Direction 1: Retype the passage of the post about the Cortex-M3 event register below, starting at "SEV() / isr" and ending at "does NOT sleep.".

In learning how to make use of low power modes on my Silicon Labs Giant Gecko MCU, which is Cortex M3 based, I learned the interactions between WFE(), SEV() and the Event Register, a 1-bit hardware component. Any firing ISR provides same 'set the ER to 1' that a call to SEV() does.
Now, I had assumed that the event register followed the same semantics as Dijkstra's binary semaphore:
the semaphore == the event register
P() == WFE()
V() == SEV()
Taking the semaphore, i.e. P(), decrements it from 1 to 0 or waits to do so if it sees the semaphore already at 0. Releasing the semaphore, i.e. V(), increments the semaphore unless a waiter is there, in which case the waiter is unblocked and the value becomes 0.
I have recently discovered that the ER does not align with this. Though I cannot find any Arm doc that categorically states that if the sequence is
WFE()
SEV() / isr
then the final ER value is 1, and NOT 0 as would be in the semaphore case, via experimentation (using a trusty LED on a Silabs starter kit), if I follow the above with
WFE()
then that second WFE does NOT wait. It sees the ER at value 1, decrements it, and continues. It does NOT sleep.
Anyone care to comment on why this is the case?

[Data entries]
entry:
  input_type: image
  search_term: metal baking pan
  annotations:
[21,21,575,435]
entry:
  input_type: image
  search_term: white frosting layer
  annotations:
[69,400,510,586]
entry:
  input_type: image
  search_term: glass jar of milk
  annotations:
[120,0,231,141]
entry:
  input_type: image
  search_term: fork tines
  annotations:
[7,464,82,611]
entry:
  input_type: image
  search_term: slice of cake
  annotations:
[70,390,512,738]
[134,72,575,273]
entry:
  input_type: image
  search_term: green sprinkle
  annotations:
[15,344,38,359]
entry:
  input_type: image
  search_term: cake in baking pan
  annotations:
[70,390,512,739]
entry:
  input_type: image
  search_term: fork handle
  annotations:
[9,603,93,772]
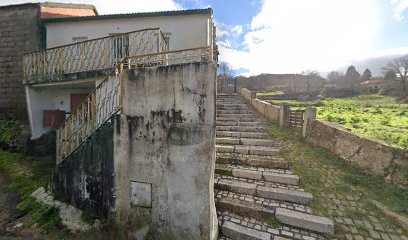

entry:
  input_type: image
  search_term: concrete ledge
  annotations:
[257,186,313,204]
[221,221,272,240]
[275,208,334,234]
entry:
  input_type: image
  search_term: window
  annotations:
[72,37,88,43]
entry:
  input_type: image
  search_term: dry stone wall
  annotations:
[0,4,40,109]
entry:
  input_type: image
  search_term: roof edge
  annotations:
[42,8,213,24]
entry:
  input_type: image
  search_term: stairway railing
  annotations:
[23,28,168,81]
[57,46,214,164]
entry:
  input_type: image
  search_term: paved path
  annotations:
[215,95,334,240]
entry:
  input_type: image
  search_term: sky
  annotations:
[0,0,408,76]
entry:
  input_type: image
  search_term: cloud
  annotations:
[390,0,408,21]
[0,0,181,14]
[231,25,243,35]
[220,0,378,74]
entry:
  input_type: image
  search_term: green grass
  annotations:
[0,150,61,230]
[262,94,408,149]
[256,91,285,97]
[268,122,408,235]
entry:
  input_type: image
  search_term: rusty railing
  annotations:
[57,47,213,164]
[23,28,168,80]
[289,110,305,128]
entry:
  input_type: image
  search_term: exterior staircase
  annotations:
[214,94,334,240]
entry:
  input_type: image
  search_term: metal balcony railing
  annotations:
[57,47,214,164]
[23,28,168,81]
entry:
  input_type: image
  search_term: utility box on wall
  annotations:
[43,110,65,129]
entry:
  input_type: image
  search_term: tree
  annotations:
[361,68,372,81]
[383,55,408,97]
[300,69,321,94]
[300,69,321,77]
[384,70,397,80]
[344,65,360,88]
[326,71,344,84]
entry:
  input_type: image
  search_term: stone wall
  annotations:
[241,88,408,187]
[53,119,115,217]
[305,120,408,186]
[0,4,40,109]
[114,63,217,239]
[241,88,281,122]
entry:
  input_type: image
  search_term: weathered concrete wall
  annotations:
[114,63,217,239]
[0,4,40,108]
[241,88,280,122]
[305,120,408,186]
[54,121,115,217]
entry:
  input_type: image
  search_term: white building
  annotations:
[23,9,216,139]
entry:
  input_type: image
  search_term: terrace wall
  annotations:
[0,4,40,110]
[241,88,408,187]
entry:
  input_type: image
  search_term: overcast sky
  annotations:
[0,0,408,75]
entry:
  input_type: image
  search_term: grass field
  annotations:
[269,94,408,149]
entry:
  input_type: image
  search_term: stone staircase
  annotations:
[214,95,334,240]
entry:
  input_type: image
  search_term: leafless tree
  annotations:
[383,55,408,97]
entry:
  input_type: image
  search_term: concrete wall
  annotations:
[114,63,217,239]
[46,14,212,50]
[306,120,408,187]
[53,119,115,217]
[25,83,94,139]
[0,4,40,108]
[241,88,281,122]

==

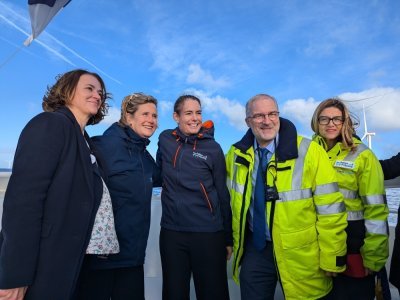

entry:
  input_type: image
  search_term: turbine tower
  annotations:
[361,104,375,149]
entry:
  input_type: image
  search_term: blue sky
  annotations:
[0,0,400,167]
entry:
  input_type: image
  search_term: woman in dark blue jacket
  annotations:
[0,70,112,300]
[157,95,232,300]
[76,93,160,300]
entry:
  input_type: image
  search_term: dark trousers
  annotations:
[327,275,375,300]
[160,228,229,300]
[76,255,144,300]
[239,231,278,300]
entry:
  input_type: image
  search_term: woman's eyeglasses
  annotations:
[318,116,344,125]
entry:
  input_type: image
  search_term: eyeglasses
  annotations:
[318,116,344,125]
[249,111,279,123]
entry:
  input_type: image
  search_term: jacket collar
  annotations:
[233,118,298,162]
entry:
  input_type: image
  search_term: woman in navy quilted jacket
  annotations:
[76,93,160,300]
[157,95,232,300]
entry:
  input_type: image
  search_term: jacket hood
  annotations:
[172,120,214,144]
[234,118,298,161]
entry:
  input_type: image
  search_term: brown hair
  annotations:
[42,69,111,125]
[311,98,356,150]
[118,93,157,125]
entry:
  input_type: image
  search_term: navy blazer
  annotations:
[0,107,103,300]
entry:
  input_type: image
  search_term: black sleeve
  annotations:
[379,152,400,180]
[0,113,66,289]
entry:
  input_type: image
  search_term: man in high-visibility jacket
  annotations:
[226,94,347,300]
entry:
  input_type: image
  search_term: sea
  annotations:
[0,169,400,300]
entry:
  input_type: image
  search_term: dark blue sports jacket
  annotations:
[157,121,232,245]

Direction 2: Pick out every line of the data entries above that contains the string "dark", and copy those lines. Case counts.

Worked solution 1:
SEV() / isr
then the final ER value is 1, and NOT 0 as would be in the semaphore case, via experimentation (using a trusty LED on a Silabs starter kit), if I follow the above with
WFE()
then that second WFE does NOT wait. It sees the ER at value 1, decrements it, and continues. It does NOT sleep.

Worked solution 2:
  search_term: woman in dark blue jacket
  search_term: dark trousers
  search_term: dark blue sports jacket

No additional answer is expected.